• [BRIEF]:
What you return must be the data below, word for word, without any images.

☆ ☆ ☆ ☆ ☆ ☆ ☆

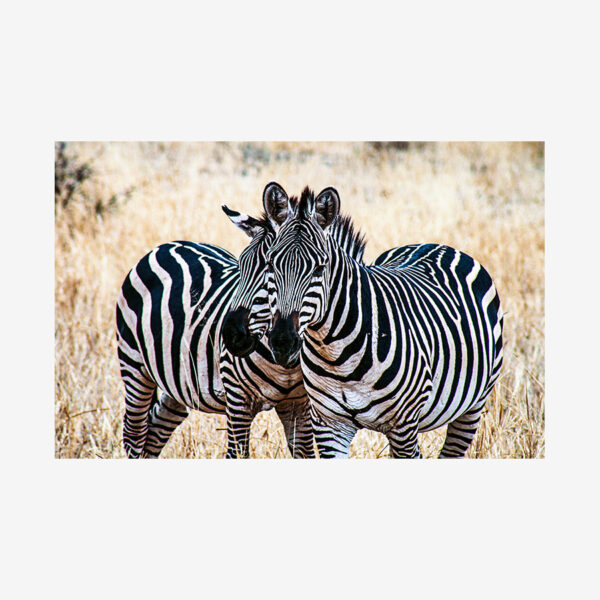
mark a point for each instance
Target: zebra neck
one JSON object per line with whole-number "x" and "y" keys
{"x": 346, "y": 286}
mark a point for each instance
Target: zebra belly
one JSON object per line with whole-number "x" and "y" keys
{"x": 362, "y": 405}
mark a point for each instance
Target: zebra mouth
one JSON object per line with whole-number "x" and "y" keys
{"x": 285, "y": 342}
{"x": 237, "y": 338}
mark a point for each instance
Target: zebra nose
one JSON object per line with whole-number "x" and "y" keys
{"x": 284, "y": 340}
{"x": 236, "y": 336}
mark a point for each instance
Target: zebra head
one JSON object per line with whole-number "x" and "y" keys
{"x": 298, "y": 266}
{"x": 249, "y": 315}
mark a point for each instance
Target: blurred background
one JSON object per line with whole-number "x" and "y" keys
{"x": 116, "y": 201}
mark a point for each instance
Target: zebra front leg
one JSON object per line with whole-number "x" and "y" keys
{"x": 240, "y": 415}
{"x": 333, "y": 439}
{"x": 461, "y": 432}
{"x": 403, "y": 440}
{"x": 164, "y": 418}
{"x": 295, "y": 417}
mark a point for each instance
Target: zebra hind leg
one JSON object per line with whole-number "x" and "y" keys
{"x": 461, "y": 433}
{"x": 295, "y": 417}
{"x": 333, "y": 439}
{"x": 164, "y": 418}
{"x": 140, "y": 396}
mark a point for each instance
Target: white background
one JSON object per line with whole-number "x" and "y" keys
{"x": 304, "y": 71}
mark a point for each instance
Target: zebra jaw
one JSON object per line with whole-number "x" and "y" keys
{"x": 284, "y": 341}
{"x": 236, "y": 336}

☆ ☆ ☆ ☆ ☆ ☆ ☆

• [ANSWER TO THIS TASK]:
mark a point for each instance
Target: zebra neck
one JSON object per line with whole-number "x" and "y" keys
{"x": 346, "y": 286}
mark a point for each instance
Target: zebra belly
one JSON object per line with whole-number "x" and "y" keys
{"x": 362, "y": 405}
mark a point for each instance
Target: zebra mouth
one JSON object per line with whole-number "x" and "y" keys
{"x": 285, "y": 342}
{"x": 237, "y": 338}
mark a point for each instance
Target: zebra nose
one JSON object per line with whole-number "x" and "y" keys
{"x": 284, "y": 340}
{"x": 236, "y": 336}
mark a point for each instance
Target: zebra head
one JSON object per line with whole-number "x" and "y" keys
{"x": 298, "y": 266}
{"x": 249, "y": 315}
mark a point for each instance
Target: blurred background
one JSON object per line with whole-number "x" and "y" keys
{"x": 116, "y": 201}
mark a point for each instance
Target: zebra front leg
one JSON object per line with whole-number "x" and "y" keys
{"x": 240, "y": 415}
{"x": 333, "y": 439}
{"x": 461, "y": 432}
{"x": 403, "y": 440}
{"x": 164, "y": 418}
{"x": 295, "y": 417}
mark a point for each instance
Target: zebra hind leg
one JSON object per line with whole-number "x" and "y" keys
{"x": 461, "y": 433}
{"x": 295, "y": 417}
{"x": 333, "y": 439}
{"x": 164, "y": 418}
{"x": 140, "y": 396}
mark a point for each instance
Target: white background
one JSON object per line with whole-number "x" and "y" keys
{"x": 304, "y": 71}
mark a point for each instance
Target: zebra jaw
one JSON object per line with whole-number "x" and "y" keys
{"x": 284, "y": 341}
{"x": 236, "y": 336}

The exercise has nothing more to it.